[Saved entries]
>>>>>

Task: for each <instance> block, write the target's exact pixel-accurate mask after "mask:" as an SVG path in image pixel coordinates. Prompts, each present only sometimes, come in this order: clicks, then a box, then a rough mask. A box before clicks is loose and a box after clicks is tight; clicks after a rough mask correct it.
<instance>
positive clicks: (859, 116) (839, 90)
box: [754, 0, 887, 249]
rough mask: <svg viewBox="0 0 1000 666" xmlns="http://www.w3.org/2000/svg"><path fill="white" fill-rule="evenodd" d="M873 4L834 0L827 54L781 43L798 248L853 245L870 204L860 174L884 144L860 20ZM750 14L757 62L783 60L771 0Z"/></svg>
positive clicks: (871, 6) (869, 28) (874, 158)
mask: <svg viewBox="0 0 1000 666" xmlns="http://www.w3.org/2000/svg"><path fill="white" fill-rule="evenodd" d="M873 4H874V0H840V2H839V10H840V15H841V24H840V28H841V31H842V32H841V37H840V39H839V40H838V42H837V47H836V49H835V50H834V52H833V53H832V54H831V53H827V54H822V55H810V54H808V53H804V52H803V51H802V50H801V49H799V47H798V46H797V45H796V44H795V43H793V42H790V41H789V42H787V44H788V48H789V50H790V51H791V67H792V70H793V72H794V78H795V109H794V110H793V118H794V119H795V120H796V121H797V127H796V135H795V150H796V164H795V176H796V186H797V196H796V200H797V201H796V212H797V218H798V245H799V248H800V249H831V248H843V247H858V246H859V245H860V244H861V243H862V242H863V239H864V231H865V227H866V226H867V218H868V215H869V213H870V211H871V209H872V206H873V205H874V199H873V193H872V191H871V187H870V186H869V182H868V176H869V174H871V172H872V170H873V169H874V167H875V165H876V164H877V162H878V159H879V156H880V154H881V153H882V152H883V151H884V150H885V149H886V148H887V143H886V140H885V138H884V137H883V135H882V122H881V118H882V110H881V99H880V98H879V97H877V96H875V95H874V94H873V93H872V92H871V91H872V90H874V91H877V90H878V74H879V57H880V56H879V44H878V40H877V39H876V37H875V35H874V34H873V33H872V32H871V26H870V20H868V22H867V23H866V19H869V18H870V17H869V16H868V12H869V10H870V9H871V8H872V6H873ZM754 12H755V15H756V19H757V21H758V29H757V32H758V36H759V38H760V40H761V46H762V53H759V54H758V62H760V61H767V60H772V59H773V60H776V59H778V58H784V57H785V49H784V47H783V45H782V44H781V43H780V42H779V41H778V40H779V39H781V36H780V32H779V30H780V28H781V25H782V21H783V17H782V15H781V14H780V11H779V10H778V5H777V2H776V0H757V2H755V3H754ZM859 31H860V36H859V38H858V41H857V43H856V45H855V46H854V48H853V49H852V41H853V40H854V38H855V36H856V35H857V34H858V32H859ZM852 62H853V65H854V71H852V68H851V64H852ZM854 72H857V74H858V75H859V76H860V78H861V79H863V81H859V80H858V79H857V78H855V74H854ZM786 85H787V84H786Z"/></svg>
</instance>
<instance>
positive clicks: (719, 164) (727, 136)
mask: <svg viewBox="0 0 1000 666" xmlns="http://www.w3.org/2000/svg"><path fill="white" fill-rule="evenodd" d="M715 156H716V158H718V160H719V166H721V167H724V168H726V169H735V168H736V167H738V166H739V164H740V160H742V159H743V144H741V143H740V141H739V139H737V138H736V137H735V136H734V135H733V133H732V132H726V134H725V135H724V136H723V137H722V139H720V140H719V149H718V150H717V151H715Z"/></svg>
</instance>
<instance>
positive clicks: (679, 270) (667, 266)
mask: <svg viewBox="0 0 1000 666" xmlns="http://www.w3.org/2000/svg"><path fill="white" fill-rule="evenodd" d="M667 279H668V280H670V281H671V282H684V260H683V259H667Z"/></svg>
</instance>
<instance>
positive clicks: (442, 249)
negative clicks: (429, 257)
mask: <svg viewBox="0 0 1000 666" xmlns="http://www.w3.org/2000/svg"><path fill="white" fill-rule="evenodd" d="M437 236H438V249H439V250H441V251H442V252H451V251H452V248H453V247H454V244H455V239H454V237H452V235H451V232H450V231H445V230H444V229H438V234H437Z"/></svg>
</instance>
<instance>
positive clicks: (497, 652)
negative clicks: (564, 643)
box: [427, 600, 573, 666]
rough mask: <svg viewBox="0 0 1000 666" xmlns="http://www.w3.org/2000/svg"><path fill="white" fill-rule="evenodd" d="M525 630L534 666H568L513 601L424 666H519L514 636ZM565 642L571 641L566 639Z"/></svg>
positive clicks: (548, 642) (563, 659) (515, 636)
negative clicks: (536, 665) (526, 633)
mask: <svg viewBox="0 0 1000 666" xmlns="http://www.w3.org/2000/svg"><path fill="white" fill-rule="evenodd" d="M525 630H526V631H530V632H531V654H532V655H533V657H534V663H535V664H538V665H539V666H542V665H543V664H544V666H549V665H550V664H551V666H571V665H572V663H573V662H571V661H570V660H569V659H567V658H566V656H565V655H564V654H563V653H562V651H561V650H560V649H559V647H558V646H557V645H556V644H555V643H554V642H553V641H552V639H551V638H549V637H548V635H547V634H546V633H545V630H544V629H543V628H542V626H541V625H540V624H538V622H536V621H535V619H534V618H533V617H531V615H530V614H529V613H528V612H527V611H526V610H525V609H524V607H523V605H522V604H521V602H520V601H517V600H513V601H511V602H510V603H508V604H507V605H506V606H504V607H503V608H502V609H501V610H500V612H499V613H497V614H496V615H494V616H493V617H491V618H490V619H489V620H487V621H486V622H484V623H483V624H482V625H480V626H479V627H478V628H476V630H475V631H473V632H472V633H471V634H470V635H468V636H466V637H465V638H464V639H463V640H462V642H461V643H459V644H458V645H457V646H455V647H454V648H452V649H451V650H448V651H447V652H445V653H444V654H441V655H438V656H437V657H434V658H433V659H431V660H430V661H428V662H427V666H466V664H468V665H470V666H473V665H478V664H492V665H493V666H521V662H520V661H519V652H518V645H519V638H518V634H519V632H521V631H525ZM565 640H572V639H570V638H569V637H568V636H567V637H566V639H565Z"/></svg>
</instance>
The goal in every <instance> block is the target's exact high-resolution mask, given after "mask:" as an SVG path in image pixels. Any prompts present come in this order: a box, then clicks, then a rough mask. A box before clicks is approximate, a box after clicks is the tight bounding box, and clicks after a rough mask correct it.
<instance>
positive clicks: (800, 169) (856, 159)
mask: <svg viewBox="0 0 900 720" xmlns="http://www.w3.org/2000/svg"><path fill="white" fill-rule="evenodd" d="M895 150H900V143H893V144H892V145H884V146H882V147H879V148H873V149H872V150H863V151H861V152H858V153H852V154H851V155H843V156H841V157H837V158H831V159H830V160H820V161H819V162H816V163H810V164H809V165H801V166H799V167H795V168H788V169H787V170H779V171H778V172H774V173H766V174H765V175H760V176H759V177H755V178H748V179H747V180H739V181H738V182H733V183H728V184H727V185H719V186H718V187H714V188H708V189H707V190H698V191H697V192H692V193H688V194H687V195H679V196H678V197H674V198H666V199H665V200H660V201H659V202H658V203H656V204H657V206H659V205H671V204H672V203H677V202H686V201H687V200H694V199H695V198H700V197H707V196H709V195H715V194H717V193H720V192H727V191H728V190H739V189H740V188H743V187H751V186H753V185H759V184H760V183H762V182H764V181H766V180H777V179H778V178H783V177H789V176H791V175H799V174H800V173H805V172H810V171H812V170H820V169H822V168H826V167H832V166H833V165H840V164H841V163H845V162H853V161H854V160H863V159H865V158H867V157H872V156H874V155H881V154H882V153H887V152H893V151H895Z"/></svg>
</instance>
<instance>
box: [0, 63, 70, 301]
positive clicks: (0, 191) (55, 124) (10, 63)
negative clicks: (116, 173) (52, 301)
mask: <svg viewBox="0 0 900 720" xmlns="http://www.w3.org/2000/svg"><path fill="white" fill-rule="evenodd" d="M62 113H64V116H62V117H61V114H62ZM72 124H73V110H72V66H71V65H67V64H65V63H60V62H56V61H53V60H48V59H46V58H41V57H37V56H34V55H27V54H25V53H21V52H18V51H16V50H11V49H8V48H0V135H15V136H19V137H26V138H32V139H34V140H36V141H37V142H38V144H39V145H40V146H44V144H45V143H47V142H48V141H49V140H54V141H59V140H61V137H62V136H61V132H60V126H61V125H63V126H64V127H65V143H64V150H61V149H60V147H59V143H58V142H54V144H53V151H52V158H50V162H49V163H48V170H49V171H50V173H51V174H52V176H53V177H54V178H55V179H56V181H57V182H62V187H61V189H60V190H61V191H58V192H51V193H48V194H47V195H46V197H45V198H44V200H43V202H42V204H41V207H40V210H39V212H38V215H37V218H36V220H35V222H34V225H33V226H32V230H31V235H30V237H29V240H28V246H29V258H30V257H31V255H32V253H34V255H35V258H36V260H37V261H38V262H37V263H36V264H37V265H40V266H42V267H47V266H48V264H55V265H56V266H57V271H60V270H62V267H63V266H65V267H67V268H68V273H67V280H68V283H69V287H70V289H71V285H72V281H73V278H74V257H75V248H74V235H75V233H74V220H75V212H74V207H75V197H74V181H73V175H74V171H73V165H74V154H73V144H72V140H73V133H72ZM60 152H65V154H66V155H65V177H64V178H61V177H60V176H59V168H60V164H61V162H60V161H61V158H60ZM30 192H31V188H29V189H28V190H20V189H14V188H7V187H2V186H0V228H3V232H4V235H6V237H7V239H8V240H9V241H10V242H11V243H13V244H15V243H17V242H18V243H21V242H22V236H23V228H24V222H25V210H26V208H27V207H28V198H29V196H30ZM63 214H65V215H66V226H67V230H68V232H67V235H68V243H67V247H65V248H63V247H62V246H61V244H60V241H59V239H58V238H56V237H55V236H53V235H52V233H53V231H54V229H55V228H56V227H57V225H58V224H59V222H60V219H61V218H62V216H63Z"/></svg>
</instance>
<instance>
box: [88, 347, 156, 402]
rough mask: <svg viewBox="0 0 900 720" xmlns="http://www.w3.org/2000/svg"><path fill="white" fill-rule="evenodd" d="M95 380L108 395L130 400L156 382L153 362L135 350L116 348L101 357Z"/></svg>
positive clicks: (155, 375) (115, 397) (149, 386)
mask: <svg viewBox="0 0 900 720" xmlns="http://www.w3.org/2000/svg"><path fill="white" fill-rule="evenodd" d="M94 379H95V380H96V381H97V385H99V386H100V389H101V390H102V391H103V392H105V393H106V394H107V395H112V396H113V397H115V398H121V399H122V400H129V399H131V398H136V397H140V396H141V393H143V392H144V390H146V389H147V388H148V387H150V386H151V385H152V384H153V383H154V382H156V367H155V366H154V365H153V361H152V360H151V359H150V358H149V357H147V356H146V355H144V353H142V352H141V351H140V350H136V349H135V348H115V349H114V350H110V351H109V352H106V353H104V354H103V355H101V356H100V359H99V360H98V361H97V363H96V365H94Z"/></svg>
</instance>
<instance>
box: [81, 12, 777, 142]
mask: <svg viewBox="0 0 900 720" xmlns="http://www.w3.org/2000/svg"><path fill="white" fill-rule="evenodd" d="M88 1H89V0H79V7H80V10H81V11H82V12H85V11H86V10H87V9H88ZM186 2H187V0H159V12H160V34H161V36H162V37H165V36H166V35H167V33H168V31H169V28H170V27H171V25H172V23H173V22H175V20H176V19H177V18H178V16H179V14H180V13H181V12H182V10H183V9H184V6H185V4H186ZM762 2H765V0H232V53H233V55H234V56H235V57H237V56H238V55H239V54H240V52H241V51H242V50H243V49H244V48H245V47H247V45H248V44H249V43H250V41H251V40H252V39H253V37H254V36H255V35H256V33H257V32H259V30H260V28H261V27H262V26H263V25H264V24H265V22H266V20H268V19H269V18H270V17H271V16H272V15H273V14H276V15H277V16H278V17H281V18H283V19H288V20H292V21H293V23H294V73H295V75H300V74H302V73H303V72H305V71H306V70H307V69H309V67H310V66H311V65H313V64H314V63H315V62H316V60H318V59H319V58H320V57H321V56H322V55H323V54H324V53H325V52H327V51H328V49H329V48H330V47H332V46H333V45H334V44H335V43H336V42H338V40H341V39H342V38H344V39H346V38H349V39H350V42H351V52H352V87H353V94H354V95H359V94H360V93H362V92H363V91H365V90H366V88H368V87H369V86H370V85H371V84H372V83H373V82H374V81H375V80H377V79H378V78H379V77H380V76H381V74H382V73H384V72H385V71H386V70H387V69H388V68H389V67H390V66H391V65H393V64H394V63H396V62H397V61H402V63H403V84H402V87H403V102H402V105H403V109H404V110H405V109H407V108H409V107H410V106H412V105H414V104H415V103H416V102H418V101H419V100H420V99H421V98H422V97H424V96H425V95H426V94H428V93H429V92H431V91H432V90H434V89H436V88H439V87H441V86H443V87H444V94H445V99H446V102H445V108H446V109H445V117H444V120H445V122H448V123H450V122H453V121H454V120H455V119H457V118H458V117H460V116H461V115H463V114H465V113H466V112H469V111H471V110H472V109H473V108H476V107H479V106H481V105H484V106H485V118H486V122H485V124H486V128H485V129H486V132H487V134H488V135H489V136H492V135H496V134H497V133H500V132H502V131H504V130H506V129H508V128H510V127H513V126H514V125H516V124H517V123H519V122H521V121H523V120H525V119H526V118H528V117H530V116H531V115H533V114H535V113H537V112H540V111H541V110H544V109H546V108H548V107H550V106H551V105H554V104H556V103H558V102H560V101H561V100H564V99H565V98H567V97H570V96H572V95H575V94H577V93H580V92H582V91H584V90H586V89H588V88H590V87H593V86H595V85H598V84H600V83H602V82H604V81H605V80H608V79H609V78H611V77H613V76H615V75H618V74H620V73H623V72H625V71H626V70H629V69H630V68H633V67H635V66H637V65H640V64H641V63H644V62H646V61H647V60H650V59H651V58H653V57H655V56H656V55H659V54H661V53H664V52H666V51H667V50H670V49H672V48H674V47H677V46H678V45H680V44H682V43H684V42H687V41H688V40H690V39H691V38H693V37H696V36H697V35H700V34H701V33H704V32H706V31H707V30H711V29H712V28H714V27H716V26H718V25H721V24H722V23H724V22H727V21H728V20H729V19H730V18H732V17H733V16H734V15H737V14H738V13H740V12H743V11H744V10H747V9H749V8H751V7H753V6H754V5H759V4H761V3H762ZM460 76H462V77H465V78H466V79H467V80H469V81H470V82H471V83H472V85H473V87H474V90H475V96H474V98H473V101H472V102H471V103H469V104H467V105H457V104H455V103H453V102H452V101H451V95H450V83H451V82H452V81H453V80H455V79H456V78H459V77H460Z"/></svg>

<<<<<

Reproduce, word for word and in full, only the lines above that start at the line with "positive clicks: (679, 270) (667, 266)" and run through the line with "positive clicks: (548, 642)", both ends included.

### COMPLETED EXERCISE
positive clicks: (679, 270) (667, 266)
mask: <svg viewBox="0 0 1000 666" xmlns="http://www.w3.org/2000/svg"><path fill="white" fill-rule="evenodd" d="M667 279H668V280H670V281H671V282H684V260H683V259H667Z"/></svg>
</instance>
<instance>
positive clicks: (442, 249)
negative clicks: (429, 257)
mask: <svg viewBox="0 0 1000 666" xmlns="http://www.w3.org/2000/svg"><path fill="white" fill-rule="evenodd" d="M437 236H438V249H439V250H441V251H442V252H451V251H452V248H453V247H454V244H455V239H454V237H452V235H451V232H450V231H445V230H444V229H438V234H437Z"/></svg>
</instance>
<instance>
positive clicks: (497, 652)
negative clicks: (564, 643)
box: [427, 600, 573, 666]
rough mask: <svg viewBox="0 0 1000 666" xmlns="http://www.w3.org/2000/svg"><path fill="white" fill-rule="evenodd" d="M525 630L534 666H568L513 601L424 666H519L514 636ZM565 642L571 641L566 639Z"/></svg>
positive clicks: (548, 642) (563, 659) (515, 636)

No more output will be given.